Records provided =>
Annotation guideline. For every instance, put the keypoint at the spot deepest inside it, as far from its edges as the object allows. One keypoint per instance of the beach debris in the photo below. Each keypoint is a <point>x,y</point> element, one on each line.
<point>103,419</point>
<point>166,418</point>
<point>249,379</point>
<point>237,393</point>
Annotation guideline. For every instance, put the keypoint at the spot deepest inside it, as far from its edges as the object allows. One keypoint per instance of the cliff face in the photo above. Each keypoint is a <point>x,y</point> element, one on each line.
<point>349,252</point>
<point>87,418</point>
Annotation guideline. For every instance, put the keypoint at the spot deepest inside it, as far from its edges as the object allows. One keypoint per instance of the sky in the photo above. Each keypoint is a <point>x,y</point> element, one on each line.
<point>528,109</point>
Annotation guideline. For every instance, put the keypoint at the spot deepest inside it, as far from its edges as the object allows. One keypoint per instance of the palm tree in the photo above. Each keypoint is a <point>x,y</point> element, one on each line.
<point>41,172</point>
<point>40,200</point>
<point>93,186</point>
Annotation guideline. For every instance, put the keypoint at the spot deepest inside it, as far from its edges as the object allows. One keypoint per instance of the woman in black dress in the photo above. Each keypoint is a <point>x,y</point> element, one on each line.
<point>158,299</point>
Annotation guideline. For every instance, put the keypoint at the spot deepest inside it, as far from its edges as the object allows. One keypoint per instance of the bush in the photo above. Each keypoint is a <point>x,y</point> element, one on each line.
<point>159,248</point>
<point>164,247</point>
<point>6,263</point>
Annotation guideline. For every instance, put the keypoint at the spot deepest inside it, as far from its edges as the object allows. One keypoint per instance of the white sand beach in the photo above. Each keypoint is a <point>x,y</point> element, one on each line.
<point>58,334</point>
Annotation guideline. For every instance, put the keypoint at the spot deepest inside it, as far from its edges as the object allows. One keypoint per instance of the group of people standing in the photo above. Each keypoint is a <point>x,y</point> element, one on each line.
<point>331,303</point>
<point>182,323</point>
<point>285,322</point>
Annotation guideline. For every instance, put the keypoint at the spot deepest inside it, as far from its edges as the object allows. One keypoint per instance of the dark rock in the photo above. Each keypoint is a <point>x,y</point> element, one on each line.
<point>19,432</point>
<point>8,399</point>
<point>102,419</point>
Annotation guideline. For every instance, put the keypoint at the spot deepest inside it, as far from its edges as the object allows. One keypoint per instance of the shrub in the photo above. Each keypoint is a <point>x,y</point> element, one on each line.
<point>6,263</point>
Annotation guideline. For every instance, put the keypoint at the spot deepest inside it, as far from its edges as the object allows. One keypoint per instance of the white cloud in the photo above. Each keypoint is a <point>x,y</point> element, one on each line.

Task requirements => All records are to be retyped exactly. None may be omitted.

Output for this task =>
Annotation guideline. For every instance, put the keypoint at the spot deepest inside it, as far from its edges as the object allows. One keypoint per instance of the beach debris in the photo below. Each keypoint is a <point>x,y</point> element, one on each line.
<point>103,419</point>
<point>166,418</point>
<point>249,379</point>
<point>237,393</point>
Annotation guideline. For every instance, put the keypoint at the spot deepest inside it, as far from its edges as the object allows. One keypoint per instance of the cliff face in the photo above. Each keypoint is a <point>x,y</point> element, one on each line.
<point>349,252</point>
<point>87,418</point>
Annotation guideline. For every instance, put the keypoint at the spot deepest inside it, as far from its edges as the object allows. One keypoint per instance of the sky in the photo above. Each keypoint is a <point>x,y</point> element, one on each line.
<point>528,109</point>
Annotation guideline. For every instance, put the keypoint at the spot deepest inside it, as far from its edges as the object allows. One keypoint per instance of the palm tree in the photo above. Each keypoint is a <point>x,y</point> element, one on each line.
<point>41,172</point>
<point>40,200</point>
<point>93,186</point>
Annotation guideline. For every instance, put the keypoint at the spot deepest inside it, as far from its edges as the object allows. One keypoint per instance of the woman in black dress in the photo above. Each keypoint is a <point>x,y</point> element, one on each line.
<point>158,299</point>
Annotation guideline. For every instance, put the keypoint at the spot deepest inside it, as far from its edges as the object allows. One keypoint per instance of the bush in the photo above. Each keypoint is a <point>x,y</point> element, one on each line.
<point>159,248</point>
<point>164,247</point>
<point>6,263</point>
Annotation guideline. For every instance, put the keypoint at the spot deepest inside it, as far from its edges as the object allows. One keypoint per instance of the white sand beach in the photo above. Each keypoint is a <point>x,y</point> element, one on each line.
<point>58,334</point>
Annotation guideline. For every instance, put the keypoint at the spot deepest inside it, as far from its edges as the object allows. One keypoint per instance of the group of people standing in the photo above. Each keypoint is a <point>x,y</point> element, one on each line.
<point>331,303</point>
<point>182,323</point>
<point>285,322</point>
Annotation guideline. For every instance, put the keypoint at the spot deepest inside it, as far from its edges as the object allows. One keypoint per instance of the dark rock in the photo above. Each keypoint is a <point>x,y</point> element, one on each line.
<point>19,432</point>
<point>8,399</point>
<point>102,419</point>
Annotation guideline. For every instance, put the keypoint at the spot deepest inside it, as far from its edges as the object allows. One keypoint per instance of the shrub in the photo above. Each keypoint is a <point>x,y</point> element, one on each line.
<point>6,263</point>
Annotation guideline. For every instance, put the keypoint at the spot deepest inside it, as far from its edges as the object allows. One keypoint per instance of the white cloud in the photo above. Each keypoint is a <point>x,y</point> element, one on each line.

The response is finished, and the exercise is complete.